List every person the science news text below quotes by name.
*** TEXT Section Begins ***
How does it work? The device, called UV Sense, is “one of the few sensors that directly measures the most harmful UV rays,” said Rogers. “Further, it simultaneously records body temperature, which is also very important in the context of sun exposure.” The sensor streams the data to a smartphone app, which provides information about the user’s sun exposure “either for that day or over time,” according to the university.
What is it? Researchers at MIT developed a fast way to test new materials for solar panels and predict their performance. The research, which was published in the journal Joule, is using physical testing in combination with computer and statistical modeling to “predict the overall performance of the material in real-world operating conditions,” according to MIT News.
Why does it matter? “Historically, the rate of new materials development is slow — typically 10 to 25 years,” Tonio Buonassisi, an associate professor of mechanical engineering at MIT and senior author of the paper, told MIT News. “If we want to accelerate the pace of new materials development, it is imperative that we figure out faster and more accurate ways to troubleshoot our early-stage materials and prototype devices.”
How does it work? Buonassisi and his colleagues start by measuring the current output from a test device with the new material “under different levels of illumination and different voltages.” Next, they use computer algorithms to zero in on a precise result. His colleague and co-author Rachel Kurchin said the approach was useful given that “lab equipment has gotten more expensive, and computers have gotten cheaper.” The technique “allows you to minimize your use of complicated lab equipment,” she said.
What is it? Here’s some good climate news for a change. NASA’s Aura satellite directly observed for the first time that the ozone hole is healing. The data shows that an international ban on ozone-destroying chemicals called chlorofluorocarbons (CFCs) used in air-conditioners, aerosol sprays and other products reduced ozone depletion by 20 percent, compared with measurements from 2005.
Why does it matter? The stratospheric ozone layer helps protect Earth from harmful ultraviolet radiation that can cause skin cancer, damage plants and lead to other harm.
How does it work? When chlorine from CFCs reacts with ozone molecules, it rips them apart and destroys the protective layer. “We see very clearly that chlorine from CFCs is going down in the ozone hole, and that less ozone depletion is occurring because of it,” said Susan Strahan, an atmospheric scientist from NASA’s Goddard Space Flight Center in Greenbelt, Maryland. She said that the results give her team “confidence that the decrease in ozone depletion through mid-September” was “due to declining levels of chlorine coming from CFCs.” She added: “We’re not yet seeing a clear decrease in the size of the ozone hole because that’s controlled mainly by temperature after mid-September, which varies a lot from year to year.”
*** TEXT Section Ends ***
*** GIVEN INFORMATION Section Begins ***
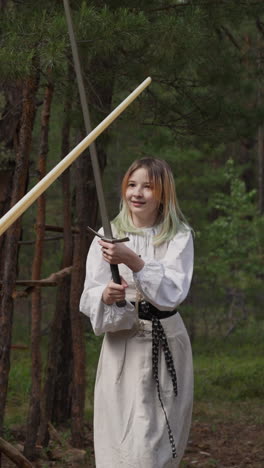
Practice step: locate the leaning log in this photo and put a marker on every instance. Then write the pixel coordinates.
(13, 454)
*** GIVEN INFORMATION Section Ends ***
**RESPONSE AREA**. Rogers, Tonio Buonassisi, Rachel Kurchin, Susan Strahan